WHAT IS BEING ASKED:
Reproduce the line that contains "Expected output: a single point for each instance of the dark" and every line after it through the end of the records, exactly, with nothing added.

#### DATA LINES

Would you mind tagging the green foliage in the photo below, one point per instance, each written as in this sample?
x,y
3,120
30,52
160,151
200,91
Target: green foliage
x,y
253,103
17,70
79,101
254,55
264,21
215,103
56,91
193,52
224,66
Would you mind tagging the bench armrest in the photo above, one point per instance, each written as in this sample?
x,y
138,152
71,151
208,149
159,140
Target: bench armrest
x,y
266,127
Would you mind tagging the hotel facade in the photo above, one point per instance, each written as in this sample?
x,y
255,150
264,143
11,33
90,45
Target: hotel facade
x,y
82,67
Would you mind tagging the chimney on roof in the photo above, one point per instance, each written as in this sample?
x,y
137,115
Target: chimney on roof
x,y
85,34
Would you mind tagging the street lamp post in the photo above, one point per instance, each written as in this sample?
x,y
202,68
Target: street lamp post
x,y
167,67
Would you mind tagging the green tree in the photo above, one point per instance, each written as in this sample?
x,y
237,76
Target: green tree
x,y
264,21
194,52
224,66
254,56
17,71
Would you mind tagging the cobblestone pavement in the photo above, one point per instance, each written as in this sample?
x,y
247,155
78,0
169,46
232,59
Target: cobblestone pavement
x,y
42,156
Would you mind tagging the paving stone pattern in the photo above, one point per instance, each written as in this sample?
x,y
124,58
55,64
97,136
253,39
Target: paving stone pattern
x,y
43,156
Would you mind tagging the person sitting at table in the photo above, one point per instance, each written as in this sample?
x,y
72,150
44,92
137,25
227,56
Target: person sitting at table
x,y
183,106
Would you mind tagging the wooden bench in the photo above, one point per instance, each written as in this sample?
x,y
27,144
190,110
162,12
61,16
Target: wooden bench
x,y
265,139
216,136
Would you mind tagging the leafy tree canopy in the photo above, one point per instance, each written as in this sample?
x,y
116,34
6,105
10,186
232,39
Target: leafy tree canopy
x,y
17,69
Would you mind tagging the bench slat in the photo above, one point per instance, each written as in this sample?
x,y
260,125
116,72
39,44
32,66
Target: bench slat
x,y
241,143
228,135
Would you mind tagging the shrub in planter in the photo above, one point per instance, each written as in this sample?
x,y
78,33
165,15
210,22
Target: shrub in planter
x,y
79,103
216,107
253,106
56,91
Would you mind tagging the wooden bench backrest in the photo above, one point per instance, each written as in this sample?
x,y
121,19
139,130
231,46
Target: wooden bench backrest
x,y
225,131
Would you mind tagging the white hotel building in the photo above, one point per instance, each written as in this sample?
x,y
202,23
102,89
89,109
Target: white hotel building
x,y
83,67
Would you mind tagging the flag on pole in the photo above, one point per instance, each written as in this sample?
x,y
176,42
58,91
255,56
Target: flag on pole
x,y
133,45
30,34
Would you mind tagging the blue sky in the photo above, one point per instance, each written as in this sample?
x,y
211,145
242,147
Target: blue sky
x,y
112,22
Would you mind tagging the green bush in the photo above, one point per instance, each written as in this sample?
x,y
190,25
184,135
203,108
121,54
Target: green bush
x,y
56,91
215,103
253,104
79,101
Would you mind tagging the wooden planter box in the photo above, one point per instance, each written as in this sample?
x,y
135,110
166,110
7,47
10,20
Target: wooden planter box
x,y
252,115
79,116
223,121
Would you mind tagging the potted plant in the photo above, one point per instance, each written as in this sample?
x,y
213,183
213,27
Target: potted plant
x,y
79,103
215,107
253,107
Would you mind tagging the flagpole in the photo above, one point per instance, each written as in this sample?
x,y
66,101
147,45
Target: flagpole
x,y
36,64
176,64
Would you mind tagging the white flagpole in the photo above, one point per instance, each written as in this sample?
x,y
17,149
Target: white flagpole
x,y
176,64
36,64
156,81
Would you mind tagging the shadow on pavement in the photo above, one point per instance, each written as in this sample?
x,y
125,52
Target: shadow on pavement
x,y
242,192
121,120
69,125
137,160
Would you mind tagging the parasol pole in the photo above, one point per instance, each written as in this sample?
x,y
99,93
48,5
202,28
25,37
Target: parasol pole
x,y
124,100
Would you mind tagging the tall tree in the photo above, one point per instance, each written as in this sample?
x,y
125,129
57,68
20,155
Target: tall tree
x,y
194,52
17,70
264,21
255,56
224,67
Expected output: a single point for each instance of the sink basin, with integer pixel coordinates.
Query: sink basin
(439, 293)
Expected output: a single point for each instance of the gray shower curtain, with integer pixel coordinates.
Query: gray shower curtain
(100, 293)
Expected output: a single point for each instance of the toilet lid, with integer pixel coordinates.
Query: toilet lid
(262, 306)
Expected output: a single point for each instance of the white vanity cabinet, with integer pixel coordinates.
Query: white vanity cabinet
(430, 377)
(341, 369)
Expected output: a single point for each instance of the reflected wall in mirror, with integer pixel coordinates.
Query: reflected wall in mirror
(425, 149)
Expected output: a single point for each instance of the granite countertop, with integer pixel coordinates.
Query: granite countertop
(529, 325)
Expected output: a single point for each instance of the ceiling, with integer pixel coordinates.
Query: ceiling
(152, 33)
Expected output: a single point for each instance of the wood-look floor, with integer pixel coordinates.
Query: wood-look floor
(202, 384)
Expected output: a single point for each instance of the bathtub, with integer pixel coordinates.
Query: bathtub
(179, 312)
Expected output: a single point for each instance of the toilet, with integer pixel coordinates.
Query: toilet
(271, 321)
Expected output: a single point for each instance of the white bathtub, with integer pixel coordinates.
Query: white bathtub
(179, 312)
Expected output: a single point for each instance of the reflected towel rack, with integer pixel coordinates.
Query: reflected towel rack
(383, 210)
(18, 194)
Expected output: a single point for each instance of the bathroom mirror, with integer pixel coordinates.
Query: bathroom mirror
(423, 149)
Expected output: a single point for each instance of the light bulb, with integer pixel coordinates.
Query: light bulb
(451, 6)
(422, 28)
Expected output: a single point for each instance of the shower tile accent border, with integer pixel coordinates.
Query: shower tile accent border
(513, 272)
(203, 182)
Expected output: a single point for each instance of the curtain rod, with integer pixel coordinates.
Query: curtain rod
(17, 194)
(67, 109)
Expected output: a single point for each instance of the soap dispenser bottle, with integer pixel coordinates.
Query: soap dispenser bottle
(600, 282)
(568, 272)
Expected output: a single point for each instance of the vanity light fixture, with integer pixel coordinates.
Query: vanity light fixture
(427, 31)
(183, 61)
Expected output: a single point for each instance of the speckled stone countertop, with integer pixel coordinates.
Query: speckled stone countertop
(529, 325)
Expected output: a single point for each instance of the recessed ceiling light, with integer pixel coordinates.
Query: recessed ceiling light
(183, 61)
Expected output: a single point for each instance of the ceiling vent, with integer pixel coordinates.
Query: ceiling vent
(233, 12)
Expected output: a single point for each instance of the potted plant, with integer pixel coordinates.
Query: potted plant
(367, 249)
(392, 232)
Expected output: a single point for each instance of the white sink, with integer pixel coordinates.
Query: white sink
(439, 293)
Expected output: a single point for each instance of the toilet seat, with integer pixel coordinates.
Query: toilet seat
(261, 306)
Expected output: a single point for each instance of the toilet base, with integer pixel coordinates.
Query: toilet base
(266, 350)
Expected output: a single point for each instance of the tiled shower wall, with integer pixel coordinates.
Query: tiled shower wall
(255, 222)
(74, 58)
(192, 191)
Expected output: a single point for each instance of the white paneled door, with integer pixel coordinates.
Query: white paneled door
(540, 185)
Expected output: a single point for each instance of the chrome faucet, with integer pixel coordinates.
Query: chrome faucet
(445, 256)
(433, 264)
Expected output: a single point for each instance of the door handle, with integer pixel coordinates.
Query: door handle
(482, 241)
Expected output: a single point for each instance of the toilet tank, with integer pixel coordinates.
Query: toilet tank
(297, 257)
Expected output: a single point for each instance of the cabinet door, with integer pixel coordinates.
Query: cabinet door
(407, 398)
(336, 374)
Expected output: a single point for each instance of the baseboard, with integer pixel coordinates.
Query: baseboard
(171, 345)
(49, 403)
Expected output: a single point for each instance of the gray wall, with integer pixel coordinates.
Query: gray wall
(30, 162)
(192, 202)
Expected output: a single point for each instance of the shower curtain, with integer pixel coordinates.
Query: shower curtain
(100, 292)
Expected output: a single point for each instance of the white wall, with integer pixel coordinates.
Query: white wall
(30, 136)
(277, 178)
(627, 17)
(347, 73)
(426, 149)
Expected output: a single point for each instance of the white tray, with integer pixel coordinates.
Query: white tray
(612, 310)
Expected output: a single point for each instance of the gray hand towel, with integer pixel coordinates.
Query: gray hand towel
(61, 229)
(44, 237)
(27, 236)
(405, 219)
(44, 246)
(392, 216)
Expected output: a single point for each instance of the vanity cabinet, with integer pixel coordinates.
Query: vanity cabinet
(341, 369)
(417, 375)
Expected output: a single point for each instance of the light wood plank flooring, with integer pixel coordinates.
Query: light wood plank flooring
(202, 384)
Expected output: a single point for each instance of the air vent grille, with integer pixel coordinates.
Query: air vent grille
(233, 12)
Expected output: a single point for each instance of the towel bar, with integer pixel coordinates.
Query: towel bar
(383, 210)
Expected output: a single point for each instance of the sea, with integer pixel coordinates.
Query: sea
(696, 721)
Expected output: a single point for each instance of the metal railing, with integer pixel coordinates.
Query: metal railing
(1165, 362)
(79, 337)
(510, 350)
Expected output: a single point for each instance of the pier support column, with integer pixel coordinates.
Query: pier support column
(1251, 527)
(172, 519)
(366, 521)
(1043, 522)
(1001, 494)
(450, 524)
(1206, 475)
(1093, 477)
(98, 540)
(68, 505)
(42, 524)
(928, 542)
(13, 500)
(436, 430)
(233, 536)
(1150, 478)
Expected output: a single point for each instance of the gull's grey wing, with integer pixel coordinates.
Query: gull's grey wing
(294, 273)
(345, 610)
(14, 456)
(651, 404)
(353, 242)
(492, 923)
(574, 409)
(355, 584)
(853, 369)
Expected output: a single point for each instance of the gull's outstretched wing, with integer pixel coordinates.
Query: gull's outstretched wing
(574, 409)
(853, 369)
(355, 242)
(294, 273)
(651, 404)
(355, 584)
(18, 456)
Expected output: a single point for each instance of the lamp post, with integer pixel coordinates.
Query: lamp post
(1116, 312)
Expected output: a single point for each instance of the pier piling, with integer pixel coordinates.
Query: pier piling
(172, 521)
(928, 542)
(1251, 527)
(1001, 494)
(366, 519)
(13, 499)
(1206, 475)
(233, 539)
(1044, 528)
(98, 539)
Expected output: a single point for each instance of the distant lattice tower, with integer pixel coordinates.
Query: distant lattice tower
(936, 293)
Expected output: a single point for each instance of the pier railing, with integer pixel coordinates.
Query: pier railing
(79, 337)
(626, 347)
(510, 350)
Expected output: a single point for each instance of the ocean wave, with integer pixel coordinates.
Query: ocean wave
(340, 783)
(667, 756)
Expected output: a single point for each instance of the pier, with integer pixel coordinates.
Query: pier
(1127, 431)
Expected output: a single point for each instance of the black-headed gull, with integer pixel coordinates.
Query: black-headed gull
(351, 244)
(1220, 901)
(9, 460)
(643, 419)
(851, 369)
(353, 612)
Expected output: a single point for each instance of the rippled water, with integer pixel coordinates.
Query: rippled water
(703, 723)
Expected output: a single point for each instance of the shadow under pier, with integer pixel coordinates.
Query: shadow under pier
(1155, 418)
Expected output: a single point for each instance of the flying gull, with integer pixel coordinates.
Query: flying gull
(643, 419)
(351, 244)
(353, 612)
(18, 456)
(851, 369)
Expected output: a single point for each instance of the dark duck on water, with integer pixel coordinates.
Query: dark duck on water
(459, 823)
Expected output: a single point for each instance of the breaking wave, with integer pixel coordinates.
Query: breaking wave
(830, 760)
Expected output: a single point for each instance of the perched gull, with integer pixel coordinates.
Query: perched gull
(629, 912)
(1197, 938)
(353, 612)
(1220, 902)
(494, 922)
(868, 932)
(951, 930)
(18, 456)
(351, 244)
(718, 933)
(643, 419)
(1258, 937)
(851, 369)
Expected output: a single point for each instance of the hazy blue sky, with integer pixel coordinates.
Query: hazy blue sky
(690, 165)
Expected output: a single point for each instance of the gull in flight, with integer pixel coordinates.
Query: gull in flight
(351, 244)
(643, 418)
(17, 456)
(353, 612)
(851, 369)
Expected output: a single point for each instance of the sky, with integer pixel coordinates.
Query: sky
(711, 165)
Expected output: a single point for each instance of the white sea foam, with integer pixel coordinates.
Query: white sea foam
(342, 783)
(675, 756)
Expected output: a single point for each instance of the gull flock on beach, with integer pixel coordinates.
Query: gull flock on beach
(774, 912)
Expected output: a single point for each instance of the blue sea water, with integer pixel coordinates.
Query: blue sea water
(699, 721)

########

THE RESPONSE:
Expected output: a single point for each instance of the dark duck on water, with integer pixel coordinates.
Query: dark duck on water
(459, 823)
Expected output: a single point for each instance of the breaking wave, with integer pixel coordinates.
Query: breaking wave
(830, 760)
Expected output: a single point for each instance of the perched gull, with integer pixel coordinates.
Query: perched gull
(629, 912)
(1197, 938)
(353, 612)
(1220, 902)
(494, 922)
(868, 932)
(951, 930)
(18, 456)
(351, 244)
(718, 933)
(643, 419)
(1258, 937)
(851, 369)
Expected output: a single point for each instance of the hazy blue sky, with integer pixel coordinates.
Query: hazy blue sky
(690, 165)
Expected output: a single point for each instance of the gull in flight, with integer pixel coordinates.
Query: gull in flight
(351, 244)
(643, 418)
(17, 456)
(353, 612)
(851, 369)
Expected output: a single point for each instance of the sky, with integer pixel coordinates.
Query: sky
(711, 165)
Expected output: a single point for each instance of the white sea foam, with integer pixel coordinates.
Query: white sea foam
(342, 783)
(675, 756)
Expected output: a single point for each instance of the gull flock on beach, with integer pixel coordinates.
Query: gull flock on beach
(774, 912)
Expected output: a single point for each instance of the blue sea water, with integer pixel coordinates.
Query: blue sea water
(699, 721)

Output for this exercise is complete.